* What the task requires: Please set down the entries below once more, exactly.

* Record set:
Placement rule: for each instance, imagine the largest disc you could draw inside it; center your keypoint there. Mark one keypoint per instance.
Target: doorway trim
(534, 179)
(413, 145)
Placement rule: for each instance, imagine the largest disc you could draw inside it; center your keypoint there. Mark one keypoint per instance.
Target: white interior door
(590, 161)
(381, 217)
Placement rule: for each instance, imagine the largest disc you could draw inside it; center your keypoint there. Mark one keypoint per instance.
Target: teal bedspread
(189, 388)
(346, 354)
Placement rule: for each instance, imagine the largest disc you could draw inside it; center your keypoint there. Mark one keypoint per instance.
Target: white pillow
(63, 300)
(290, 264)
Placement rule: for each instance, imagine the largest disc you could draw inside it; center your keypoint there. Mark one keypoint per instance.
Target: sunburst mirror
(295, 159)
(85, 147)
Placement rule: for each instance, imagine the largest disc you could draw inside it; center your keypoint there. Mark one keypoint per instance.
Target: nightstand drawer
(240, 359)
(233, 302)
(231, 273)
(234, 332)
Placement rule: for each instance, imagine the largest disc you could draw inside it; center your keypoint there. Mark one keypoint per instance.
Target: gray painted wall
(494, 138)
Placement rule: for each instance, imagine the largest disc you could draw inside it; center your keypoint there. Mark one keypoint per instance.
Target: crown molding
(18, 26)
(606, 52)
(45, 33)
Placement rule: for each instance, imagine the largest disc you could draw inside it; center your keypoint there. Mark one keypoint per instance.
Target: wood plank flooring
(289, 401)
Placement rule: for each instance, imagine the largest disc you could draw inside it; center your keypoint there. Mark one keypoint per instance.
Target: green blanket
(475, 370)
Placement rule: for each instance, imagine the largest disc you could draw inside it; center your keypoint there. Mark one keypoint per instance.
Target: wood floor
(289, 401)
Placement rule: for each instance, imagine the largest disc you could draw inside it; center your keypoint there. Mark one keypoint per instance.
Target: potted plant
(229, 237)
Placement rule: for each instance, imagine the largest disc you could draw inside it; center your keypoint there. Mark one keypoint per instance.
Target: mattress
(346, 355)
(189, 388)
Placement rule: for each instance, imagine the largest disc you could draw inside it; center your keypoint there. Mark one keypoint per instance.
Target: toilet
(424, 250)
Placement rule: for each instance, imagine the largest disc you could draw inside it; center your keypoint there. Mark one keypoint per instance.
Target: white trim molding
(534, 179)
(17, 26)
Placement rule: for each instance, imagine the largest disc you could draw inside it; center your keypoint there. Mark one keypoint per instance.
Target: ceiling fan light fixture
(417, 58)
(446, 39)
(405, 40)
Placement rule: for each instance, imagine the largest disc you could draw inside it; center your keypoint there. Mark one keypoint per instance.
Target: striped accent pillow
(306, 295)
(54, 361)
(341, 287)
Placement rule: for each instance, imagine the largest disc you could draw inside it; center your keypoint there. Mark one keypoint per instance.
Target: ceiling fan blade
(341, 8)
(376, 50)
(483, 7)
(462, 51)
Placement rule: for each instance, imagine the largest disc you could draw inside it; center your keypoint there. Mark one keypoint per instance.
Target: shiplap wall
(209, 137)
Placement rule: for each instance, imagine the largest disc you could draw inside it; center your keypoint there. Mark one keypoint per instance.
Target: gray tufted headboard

* Task result:
Placement rule: for each instance, imagine the largest disc you could draw inside it; center your keypoint there. Mark one keypoint per instance.
Target: doorway trim
(534, 179)
(413, 145)
Placement rule: for each instance, imagine the largest disc you could draw inside it; center your keypoint there. Mark one keypoint per instance.
Target: white interior door
(590, 161)
(381, 217)
Placement rule: for each instance, imagine the largest disc you could draw inside it; center your keypoint there. Mark one keypoint per instance.
Target: teal bedspread
(189, 388)
(346, 354)
Placement rule: for each instance, imagine the largest disc you could draw inside it; center your keypoint there. Mark one keypoint per instance.
Target: white pillow
(63, 300)
(290, 264)
Placement rule: for each instance, imagine the largest disc you could draw inside it; center your keypoint there. Mark one keypoint per instance.
Target: sunburst mirror
(295, 159)
(85, 147)
Placement rule: for each instance, imagine the largest disc you could draw inside it; center your keypoint there. Mark one keypoint per instance.
Target: nightstand drawer
(240, 359)
(233, 302)
(231, 273)
(234, 332)
Placement rule: for each instance, imagine the largest disc you could draw inside it; center your keypoint there. Mark one keypoint per instance.
Target: gray painted wall
(494, 138)
Placement rule: for each instance, imagine the largest disc you could draw inside it; center your keypoint there. Mark one keypoint per instance.
Target: crown molding
(18, 26)
(606, 52)
(45, 33)
Placement rule: for each instance, imagine the largest disc you could draw inside it; center your keypoint there. Mark one keypoint per instance.
Target: wood plank flooring
(289, 401)
Placement rule: for each instance, imagine the largest disc you could draw inside it; center your keypoint there. Mark one keypoint per instance.
Target: green blanket
(475, 370)
Placement rule: for each instance, imagine the largest disc you could draw inside it; center your keypoint there. Mark one keypoint per instance.
Target: wood floor
(289, 401)
Placement rule: for each instance, imagine the largest disc you could draw inside it; center your keypoint there. Mark one keypoint per instance.
Target: potted plant
(229, 237)
Placement rule: for each instance, imagine the largest disc you could draw inside it; center your keypoint there. Mark one keypoint per instance.
Target: mattress
(346, 355)
(189, 388)
Placement rule: for each instance, imagine the largest disc you could draw inside it; center your keypoint there. Mark one keypoint per instance.
Target: toilet
(424, 250)
Placement rule: for each instance, imagine the largest disc you could draw inside it; center your keypoint there. Mark one keypoint per instance.
Target: white trim molding
(534, 179)
(17, 26)
Placement rule: for each instance, imagine the largest disc you could draw inside it; center your keypoint there. Mark one keypoint per instance.
Target: ceiling fan light fixture
(417, 58)
(446, 39)
(405, 40)
Placement rule: for each instance, imagine the largest disc you could draw inside it; center your keypoint there. Mark one keypoint per instance.
Target: striped accent pillow
(306, 295)
(54, 361)
(341, 287)
Placement rule: for each instance, imagine the largest disc you could draw inside it; center your keypoint there. Mark one keypoint per instance.
Target: ceiling fan blade
(341, 8)
(376, 50)
(483, 7)
(462, 51)
Placement rule: for each instance, imagine the largest disc you could draw inside it; center your keypoint there. Mark one keypoint per instance.
Target: shiplap wall
(209, 137)
Placement rule: for each instance, imagine the largest disc you could draw inside it; center your keypoint there. Mark one keypoint per instance.
Target: gray tufted headboard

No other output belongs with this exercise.